● EXERCISE BRIEF
Print all records exactly, leaving nothing out.

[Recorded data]
....................

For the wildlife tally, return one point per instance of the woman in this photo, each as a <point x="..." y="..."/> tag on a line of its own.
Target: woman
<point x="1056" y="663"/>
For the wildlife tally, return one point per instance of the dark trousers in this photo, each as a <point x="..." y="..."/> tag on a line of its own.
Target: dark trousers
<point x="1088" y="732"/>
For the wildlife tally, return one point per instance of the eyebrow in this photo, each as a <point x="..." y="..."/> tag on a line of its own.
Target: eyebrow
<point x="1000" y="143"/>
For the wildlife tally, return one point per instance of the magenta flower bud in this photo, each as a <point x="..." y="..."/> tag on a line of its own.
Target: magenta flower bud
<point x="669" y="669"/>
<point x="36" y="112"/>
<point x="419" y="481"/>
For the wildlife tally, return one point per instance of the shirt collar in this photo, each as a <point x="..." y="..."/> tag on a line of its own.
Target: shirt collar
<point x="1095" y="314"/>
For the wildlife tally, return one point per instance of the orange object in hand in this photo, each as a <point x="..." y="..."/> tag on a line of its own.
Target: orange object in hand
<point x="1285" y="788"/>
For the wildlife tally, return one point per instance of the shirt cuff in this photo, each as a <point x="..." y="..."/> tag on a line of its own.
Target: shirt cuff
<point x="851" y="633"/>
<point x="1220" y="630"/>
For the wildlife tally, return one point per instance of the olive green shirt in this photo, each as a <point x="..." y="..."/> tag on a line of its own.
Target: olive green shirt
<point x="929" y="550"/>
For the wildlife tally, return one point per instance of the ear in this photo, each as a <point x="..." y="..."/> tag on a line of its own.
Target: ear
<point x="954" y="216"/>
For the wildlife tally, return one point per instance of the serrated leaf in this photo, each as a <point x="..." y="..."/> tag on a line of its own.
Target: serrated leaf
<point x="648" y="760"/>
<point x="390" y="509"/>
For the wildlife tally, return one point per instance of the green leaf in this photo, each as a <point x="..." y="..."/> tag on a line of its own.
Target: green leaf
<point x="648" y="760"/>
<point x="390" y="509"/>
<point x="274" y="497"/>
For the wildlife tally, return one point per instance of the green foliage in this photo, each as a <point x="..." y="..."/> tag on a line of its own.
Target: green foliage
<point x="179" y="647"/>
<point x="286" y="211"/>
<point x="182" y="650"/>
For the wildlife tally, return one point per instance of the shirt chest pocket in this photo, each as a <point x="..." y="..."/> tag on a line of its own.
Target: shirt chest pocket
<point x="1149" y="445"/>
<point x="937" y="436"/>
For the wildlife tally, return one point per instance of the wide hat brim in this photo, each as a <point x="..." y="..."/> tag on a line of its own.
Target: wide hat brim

....................

● TASK SOLUTION
For the wildlife tally, return one point per instance of the woman in this photo, each as a <point x="..." y="..."/> tag on a line of its own.
Target: woman
<point x="1056" y="663"/>
For the wildlife tally, return one point per instance of the dark trousers in this photo, each as a <point x="..." y="..."/> tag on a line of its own.
Target: dark trousers
<point x="1088" y="732"/>
For the wildlife tally, return one point per instance of the eyebrow in this photo, each as a <point x="..." y="..."/> tag on a line of its own.
Target: eyebrow
<point x="1000" y="143"/>
For the wildlife tally, return one point per instance of the magenta flower bud in this photo, each as a <point x="..." y="..."/> tag on a line of its own.
Target: magenta flower bud
<point x="669" y="669"/>
<point x="36" y="112"/>
<point x="419" y="481"/>
For the wildlife tally, return one point per instance of the shirt collar in this photo, each as a <point x="..." y="..."/> tag on a line of its own.
Target: shirt collar
<point x="1095" y="314"/>
For the wildlife tally, return one point per instance of the orange object in hand in this photo, each as a <point x="..." y="..."/> tag on a line of its own.
Target: orange object in hand
<point x="1285" y="788"/>
For the wildlife tally, return one point per instance of the shirt cuff in this photo, each as a <point x="..." y="..."/> tag on a line of its own.
Target: shirt cuff
<point x="851" y="633"/>
<point x="1220" y="630"/>
For the wildlife tally, return one point per instance of the olive green shirt in this photo, each as a <point x="..." y="..."/> tag on a line of its own.
Target: olive green shirt
<point x="929" y="550"/>
For the wildlife tally, return one point per instance of the ear in this photo, each as a <point x="..." y="..."/> tag on a line of its own.
Target: ear
<point x="954" y="216"/>
For the wildlife tally, return one point per instance of the serrated leaf in this photo, each as a <point x="..." y="..."/> tag on a line of its own.
Target: serrated leaf
<point x="648" y="760"/>
<point x="390" y="509"/>
For the wildlife tally, return one point per instance of the green leaf in this photo, each as a <point x="..." y="..."/> tag on a line of its own.
Target: green leaf
<point x="648" y="760"/>
<point x="390" y="509"/>
<point x="274" y="497"/>
For the wildlife tally, return one point per instance of the green foliage in this photo, each as a <point x="..." y="..."/> tag on a line of its own.
Target: green foliage
<point x="179" y="647"/>
<point x="286" y="211"/>
<point x="182" y="650"/>
For the wildlife tally, return one point per instance of the shirt chest pocket in this photo, each as a <point x="..." y="..."/> tag on a line of its own.
Target: shirt chest pocket
<point x="1149" y="445"/>
<point x="937" y="436"/>
For the wildlife tally, return one point per instance of the wide hat brim in this photo, each as a <point x="..." y="..."/> tag on a line of its own.
Target: wide hat brim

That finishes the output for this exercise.